Exercise inputs:
»»
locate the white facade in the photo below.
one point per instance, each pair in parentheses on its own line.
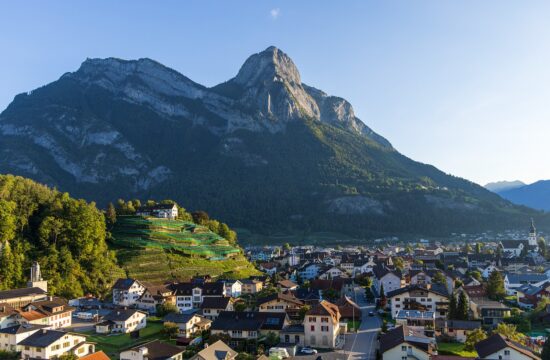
(130,296)
(68,344)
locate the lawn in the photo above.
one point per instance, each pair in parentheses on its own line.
(113,344)
(455,349)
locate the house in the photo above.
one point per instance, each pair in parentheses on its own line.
(122,321)
(528,296)
(98,355)
(513,247)
(341,286)
(51,344)
(7,316)
(322,325)
(333,273)
(389,279)
(153,296)
(18,298)
(270,268)
(11,336)
(188,324)
(415,318)
(233,288)
(309,271)
(349,310)
(287,285)
(425,277)
(293,334)
(418,297)
(54,312)
(490,312)
(252,286)
(216,351)
(211,307)
(497,346)
(406,342)
(126,292)
(514,281)
(280,302)
(191,295)
(248,325)
(154,350)
(456,329)
(164,211)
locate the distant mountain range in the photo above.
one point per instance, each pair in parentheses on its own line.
(261,151)
(535,195)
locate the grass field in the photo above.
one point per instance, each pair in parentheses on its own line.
(455,349)
(112,345)
(157,250)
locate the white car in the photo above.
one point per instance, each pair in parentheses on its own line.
(308,350)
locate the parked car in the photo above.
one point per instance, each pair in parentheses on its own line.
(309,351)
(280,353)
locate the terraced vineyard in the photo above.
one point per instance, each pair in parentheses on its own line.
(156,250)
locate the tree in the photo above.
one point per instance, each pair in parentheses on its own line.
(439,278)
(542,247)
(171,329)
(452,307)
(7,220)
(510,331)
(398,263)
(473,337)
(200,217)
(463,307)
(545,355)
(495,286)
(478,248)
(110,215)
(166,308)
(383,299)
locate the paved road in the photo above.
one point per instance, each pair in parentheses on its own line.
(358,346)
(362,345)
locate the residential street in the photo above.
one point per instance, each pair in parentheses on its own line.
(362,345)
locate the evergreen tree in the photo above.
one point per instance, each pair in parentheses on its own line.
(545,355)
(495,286)
(462,307)
(452,308)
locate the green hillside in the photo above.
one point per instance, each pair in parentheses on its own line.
««
Exercise instructions: All of the material above needs to be restated exactly, with no pictures.

Correct response:
locate the white facade in the photo below.
one point per instance, each pair in parentheses on its own line.
(130,296)
(68,344)
locate the lawn in the photo above.
one point per instance, each pair in parentheses on its own line.
(113,344)
(455,349)
locate the house in the photo above.
one point per instance, each pair in parentheses on its own line.
(122,321)
(528,296)
(98,355)
(513,247)
(341,286)
(51,344)
(7,316)
(322,325)
(333,273)
(389,279)
(153,296)
(18,298)
(270,268)
(11,336)
(188,324)
(415,318)
(233,288)
(309,271)
(349,310)
(287,285)
(425,277)
(293,334)
(418,297)
(54,312)
(490,312)
(252,286)
(216,351)
(211,307)
(497,346)
(406,342)
(126,292)
(514,281)
(280,302)
(191,295)
(248,325)
(154,350)
(456,329)
(164,211)
locate the distant mountain range in the photo above.
one point per instance, each pair in parentheses on its own line.
(261,151)
(535,195)
locate the grass field in the photo above.
one point per instance, each pair in parentheses on its own line.
(455,349)
(112,345)
(157,250)
locate the white car in the photo above.
one point per instance, each pair in parentheses on its own line.
(308,350)
locate the parked car in the photo above.
one point per instance, each pair in parentheses on its own line.
(309,351)
(280,353)
locate the terraced vineyard in the photo above.
one point per instance, each pair in parentheses on its own line.
(156,250)
locate the tree in the photo above.
one point per instance, each pair in parentheses on its own line.
(439,278)
(542,247)
(171,329)
(452,307)
(7,220)
(510,331)
(398,263)
(473,337)
(200,217)
(463,307)
(545,355)
(495,286)
(478,248)
(110,215)
(166,308)
(383,299)
locate the paved road in the photo above.
one point per instance, each pair in parentheses on its own line.
(358,346)
(362,345)
locate the residential street in the photo above.
one point per instance, each pair in parentheses on its own line.
(362,345)
locate the evergreen tree in the photo above.
one point per instance, each pair in parentheses on its own line.
(545,355)
(495,286)
(462,307)
(452,308)
locate the green hillside in the photo above.
one point per instance, each pair in parentheses on its own line.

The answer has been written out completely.